Collected data:
====================

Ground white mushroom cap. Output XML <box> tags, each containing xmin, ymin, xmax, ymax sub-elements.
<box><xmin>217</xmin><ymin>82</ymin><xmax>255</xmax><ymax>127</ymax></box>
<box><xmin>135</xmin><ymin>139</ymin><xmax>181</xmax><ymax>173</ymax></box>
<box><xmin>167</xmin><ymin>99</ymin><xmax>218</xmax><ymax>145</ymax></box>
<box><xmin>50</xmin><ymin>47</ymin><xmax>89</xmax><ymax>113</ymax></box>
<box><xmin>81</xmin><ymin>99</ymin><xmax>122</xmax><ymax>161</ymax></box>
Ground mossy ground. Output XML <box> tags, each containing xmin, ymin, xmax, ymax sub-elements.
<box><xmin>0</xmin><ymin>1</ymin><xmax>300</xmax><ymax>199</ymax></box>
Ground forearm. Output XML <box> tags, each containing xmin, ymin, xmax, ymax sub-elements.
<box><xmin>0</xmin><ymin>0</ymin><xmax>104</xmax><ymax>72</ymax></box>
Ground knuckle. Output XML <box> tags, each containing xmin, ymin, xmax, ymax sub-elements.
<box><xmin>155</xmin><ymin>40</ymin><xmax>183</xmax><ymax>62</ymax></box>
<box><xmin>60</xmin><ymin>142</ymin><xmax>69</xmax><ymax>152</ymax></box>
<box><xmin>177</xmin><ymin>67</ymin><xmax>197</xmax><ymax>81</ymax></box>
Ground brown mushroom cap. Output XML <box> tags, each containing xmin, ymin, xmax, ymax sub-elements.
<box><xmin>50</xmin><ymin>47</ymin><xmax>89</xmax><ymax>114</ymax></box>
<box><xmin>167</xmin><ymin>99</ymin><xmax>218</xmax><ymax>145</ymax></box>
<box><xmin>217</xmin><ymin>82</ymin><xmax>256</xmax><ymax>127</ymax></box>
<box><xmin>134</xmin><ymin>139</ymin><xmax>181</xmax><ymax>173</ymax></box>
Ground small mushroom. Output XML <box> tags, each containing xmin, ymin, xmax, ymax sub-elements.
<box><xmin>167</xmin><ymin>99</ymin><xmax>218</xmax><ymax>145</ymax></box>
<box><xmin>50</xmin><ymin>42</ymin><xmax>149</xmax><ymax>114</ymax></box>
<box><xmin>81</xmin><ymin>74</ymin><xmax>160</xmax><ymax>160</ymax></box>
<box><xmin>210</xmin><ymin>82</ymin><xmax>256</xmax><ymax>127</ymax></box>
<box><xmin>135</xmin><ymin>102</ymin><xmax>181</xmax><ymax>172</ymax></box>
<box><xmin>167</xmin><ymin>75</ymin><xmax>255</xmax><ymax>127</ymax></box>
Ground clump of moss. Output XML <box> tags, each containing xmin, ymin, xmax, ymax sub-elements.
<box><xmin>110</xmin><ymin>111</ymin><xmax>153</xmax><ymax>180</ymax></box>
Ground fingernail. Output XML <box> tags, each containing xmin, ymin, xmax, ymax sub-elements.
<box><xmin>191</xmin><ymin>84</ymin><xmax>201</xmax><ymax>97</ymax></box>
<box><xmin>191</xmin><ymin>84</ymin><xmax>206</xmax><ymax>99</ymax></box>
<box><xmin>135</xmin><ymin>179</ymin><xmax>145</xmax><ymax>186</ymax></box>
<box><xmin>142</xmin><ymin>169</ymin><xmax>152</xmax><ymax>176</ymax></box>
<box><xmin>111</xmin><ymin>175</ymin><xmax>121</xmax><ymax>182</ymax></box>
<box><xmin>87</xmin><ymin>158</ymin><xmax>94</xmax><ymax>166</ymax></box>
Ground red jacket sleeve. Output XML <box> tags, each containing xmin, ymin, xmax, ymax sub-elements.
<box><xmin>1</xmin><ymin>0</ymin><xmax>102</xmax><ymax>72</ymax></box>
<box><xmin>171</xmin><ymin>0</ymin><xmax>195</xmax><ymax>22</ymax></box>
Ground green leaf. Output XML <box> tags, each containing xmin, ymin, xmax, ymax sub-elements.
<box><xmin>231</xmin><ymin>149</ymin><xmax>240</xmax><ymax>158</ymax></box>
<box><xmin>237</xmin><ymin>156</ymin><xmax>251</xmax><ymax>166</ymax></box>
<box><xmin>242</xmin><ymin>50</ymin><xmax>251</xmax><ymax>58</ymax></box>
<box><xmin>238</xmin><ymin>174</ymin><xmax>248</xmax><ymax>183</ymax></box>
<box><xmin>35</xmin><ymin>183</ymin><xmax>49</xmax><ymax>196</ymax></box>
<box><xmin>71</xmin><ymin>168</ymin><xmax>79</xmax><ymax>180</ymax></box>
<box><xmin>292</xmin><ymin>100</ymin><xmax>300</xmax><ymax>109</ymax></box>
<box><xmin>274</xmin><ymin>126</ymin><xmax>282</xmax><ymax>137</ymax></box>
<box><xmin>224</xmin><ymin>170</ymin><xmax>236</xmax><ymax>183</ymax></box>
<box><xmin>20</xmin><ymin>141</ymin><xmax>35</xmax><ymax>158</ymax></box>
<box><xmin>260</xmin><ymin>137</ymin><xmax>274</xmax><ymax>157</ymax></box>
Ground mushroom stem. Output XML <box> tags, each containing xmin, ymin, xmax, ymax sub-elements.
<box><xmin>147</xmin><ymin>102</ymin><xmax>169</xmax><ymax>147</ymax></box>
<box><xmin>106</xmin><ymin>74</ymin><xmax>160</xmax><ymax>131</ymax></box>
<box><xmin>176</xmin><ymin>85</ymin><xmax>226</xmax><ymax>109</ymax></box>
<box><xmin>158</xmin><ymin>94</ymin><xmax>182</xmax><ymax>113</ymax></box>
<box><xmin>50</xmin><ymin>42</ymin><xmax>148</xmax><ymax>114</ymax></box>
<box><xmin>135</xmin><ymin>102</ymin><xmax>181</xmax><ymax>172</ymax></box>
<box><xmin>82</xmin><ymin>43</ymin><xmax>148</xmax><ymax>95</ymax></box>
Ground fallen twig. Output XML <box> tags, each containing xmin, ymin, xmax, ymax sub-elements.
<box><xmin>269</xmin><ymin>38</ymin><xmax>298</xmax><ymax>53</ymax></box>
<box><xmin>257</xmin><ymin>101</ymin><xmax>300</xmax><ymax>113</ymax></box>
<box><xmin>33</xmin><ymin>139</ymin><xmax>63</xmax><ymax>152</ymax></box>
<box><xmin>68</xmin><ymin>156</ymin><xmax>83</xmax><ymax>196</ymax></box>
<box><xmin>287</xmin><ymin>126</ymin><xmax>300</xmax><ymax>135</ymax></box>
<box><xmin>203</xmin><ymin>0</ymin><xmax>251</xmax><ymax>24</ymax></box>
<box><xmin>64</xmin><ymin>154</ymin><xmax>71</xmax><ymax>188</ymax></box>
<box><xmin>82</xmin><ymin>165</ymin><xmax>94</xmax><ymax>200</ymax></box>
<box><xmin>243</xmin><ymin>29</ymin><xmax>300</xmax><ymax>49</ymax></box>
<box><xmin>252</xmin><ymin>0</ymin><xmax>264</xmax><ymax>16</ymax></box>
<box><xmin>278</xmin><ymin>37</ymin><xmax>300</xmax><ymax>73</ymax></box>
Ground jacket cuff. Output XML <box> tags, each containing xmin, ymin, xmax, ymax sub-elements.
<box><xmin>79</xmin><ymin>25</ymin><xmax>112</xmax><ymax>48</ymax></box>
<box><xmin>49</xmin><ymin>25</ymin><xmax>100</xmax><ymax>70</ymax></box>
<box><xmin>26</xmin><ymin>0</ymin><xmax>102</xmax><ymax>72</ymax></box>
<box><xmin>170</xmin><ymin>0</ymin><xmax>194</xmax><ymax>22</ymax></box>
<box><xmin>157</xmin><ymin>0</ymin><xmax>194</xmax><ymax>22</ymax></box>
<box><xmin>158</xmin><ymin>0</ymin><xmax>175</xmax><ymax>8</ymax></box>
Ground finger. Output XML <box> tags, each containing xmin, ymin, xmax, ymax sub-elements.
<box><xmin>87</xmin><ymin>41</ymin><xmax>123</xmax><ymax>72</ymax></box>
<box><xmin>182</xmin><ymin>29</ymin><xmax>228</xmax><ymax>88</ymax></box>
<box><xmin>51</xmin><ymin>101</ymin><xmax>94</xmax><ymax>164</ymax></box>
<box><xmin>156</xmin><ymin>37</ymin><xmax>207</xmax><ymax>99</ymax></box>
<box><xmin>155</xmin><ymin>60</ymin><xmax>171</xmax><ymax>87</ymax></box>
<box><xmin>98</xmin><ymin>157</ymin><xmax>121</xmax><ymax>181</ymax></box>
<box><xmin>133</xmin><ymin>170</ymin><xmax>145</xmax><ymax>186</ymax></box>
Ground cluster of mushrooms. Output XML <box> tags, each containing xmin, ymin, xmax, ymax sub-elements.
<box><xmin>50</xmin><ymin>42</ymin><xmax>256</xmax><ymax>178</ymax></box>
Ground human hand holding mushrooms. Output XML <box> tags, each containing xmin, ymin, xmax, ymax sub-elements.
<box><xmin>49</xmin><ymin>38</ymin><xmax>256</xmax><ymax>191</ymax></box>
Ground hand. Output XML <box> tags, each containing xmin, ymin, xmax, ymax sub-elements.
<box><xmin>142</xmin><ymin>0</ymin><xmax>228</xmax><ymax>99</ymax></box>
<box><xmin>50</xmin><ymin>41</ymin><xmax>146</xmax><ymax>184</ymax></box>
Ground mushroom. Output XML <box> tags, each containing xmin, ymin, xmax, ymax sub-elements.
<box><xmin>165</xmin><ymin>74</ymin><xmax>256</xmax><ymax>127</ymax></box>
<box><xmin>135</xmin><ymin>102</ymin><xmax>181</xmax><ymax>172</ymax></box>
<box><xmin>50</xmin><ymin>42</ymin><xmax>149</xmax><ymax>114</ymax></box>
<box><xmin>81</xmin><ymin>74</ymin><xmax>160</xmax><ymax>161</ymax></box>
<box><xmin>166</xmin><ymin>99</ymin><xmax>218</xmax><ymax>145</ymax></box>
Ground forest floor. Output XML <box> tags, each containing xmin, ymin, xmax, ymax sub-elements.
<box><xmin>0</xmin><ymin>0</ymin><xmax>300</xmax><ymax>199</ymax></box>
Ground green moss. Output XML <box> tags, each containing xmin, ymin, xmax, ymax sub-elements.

====================

> **PROBLEM DETAILS**
An exact repeat of the lines from the one containing "Ground cluster of" through the final line above, both included, is the whole answer.

> **WRITTEN REPLY**
Ground cluster of mushrooms. Output XML <box> tags, each containing xmin, ymin, xmax, ymax sub-elements.
<box><xmin>50</xmin><ymin>42</ymin><xmax>256</xmax><ymax>178</ymax></box>
Ground human hand holding mushrooms. Output XML <box> tags, each containing xmin, ymin, xmax, ymax sub-elements.
<box><xmin>49</xmin><ymin>38</ymin><xmax>256</xmax><ymax>191</ymax></box>
Ground hand. Output XML <box> tags, each containing xmin, ymin, xmax, ymax sub-elements.
<box><xmin>142</xmin><ymin>0</ymin><xmax>228</xmax><ymax>99</ymax></box>
<box><xmin>50</xmin><ymin>41</ymin><xmax>146</xmax><ymax>184</ymax></box>
Ground mushroom. Output XML <box> tags, each containing xmin, ymin, xmax, ymax sub-elements.
<box><xmin>165</xmin><ymin>74</ymin><xmax>256</xmax><ymax>127</ymax></box>
<box><xmin>135</xmin><ymin>102</ymin><xmax>181</xmax><ymax>172</ymax></box>
<box><xmin>50</xmin><ymin>42</ymin><xmax>149</xmax><ymax>114</ymax></box>
<box><xmin>81</xmin><ymin>74</ymin><xmax>160</xmax><ymax>161</ymax></box>
<box><xmin>166</xmin><ymin>99</ymin><xmax>218</xmax><ymax>145</ymax></box>
Ground forest floor. Output XML <box> tags, each containing xmin, ymin, xmax, ymax sub-elements.
<box><xmin>0</xmin><ymin>0</ymin><xmax>300</xmax><ymax>199</ymax></box>
Ground green moss. Output XML <box> tags, each containing xmin, ymin, xmax, ymax sub-elements.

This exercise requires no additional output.